William J. Jones

William J. Jones

William James Jones “Bill”

William James Jones “Bill” (Age 77) of Washington DC passed away on July 4, 2021. To Muriel (nee Potter) and Enos Jones, Bill was born October 26, 1943 in Sioux Falls, South Dakota. He graduated from Washington High School there in 1961, from Yale College, Class of 1965, and from the University of Minnesota Law School in 1968. After two years in the US Army, Bill moved to DC in 1970 and began his 40-year career in the Law Department of the US Postal Service.

An avid fan of Classic Country, Bluegrass and Folk music, he was proud to have attended the Newport Folk Festival in 1963 and enjoyed introducing family and friends to the likes of Doc Watson and Bill Monroe. He was at the Word, an active member of St. John’s Episcopal Church, and an early enthusiast of Apple computers and other Apple products. An avid reader, he also enjoyed traveling and hosting friends at the river house in St. Mary’s County, MD. Bill was a devoted husband to Martha (nee Chamberlin) Jones and stepfather to Robert Hunter (Susan Park) and Anne Hunter (Wayken Shaw). He was “Gramps” to Zac Hunter, Ava Hunter and Margot Hunter (born the week that Bill was in the hospital) and to Sybil Shaw. Also survived by his cousin, Robert Potter, of Florida. He and his wry humor will be missed by family and friends.

A Memorial Service and Internment of Ashes is planned for Tuesday, August 3 at 11 a.m. at St. John’s Episcopal Church, 6701 Wisconsin Avenue, Chevy Chase, MD 20815. Reception to follow in the Parish Hall. In lieu of flowers, contributions may be made in Bill’s name to St. John’s at the above address. Services by Pumphrey Funeral Home.


I met Bill in the year “when freshmen first we came to Yale.” That steamy registration day of 1961, he (from Sioux Falls, SD) and I (from Marks, MS) saw more blue blazers than we had ever seen before. Many classmates already knew each other, but Bill from Sioux Falls and Lee from Marks knew no one. We soon knew each other.

Our acquaintance deepened over the next four years into a friendship that lasted. Bill was not a raconteur, but he was a commentator – not loud, but looking for the anomaly – poking balloon-puncturing asides at Yale Political Union speakers and other “orators.”

Bill and I were members of The Party of the Right of the Political Union, a fraternity-like group of mostly conservative students that adjourned to Mory’s after caucuses. Bill and I avoided heavy drinking, but he enjoyed the fellowship around the tables down at Mory’s.

He was very enthusiastic in sharing my joy when he attended my wedding to my first wife in East Lansing in 1966. He traveled from Sioux Falls for that one. Later he was very supportive when my first wife died in 2014. He again rejoiced with me when I wed my second wife in 2016 in Peru, VT. With an eye for the good things in life, in 2016 he gave us a case of wine for a wedding present. Bill was, I believe, the only person, other than my brother (and myself) who attended both of my weddings.

Bill found great joy and fulfilment when he met and married Martha, with whom he had 30 wonderful years, It was a match of people who were in some ways quite different, but with similar underlying values and ideals.

A master of arcane knowledge, Bill would amaze in conversation. He knew more about Apple computers than I ever hope to know. His knowledge extended to political history. Who else cold easily recall how many times Harold Stassen ran for president?

Bill had many sides: he was a man with facets, with different aspects coming out at different times. With all that, he was, however, mostly a good man – always faithful and generous to friends and family for decades. He is and will be missed. As I moved off to Arizona and he moved off to his dementia we saw less of each other, but his going still left a hole in my heart.

• Dataset content:
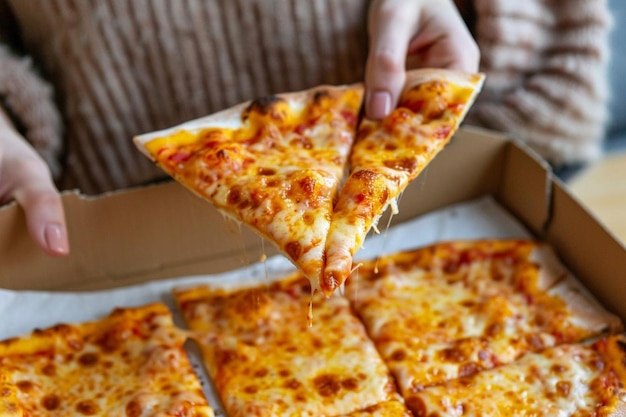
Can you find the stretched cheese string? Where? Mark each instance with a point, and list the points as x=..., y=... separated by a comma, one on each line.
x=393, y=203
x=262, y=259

--

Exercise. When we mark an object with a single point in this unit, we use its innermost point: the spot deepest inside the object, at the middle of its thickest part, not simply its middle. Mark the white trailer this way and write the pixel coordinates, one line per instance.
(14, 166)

• Tasks and exercises:
- 1) According to the William J. Jones page, in what year did Bill move to DC and begin his career in the Law Department of the US Postal Service?
- 2) Transcribe the William J. Jones page from "A master of" to "in my heart.".

• Answer list:
- 1) 1970

- 2)
A master of arcane knowledge, Bill would amaze in conversation. He knew more about Apple computers than I ever hope to know. His knowledge extended to political history. Who else cold easily recall how many times Harold Stassen ran for president?

Bill had many sides: he was a man with facets, with different aspects coming out at different times. With all that, he was, however, mostly a good man – always faithful and generous to friends and family for decades. He is and will be missed. As I moved off to Arizona and he moved off to his dementia we saw less of each other, but his going still left a hole in my heart.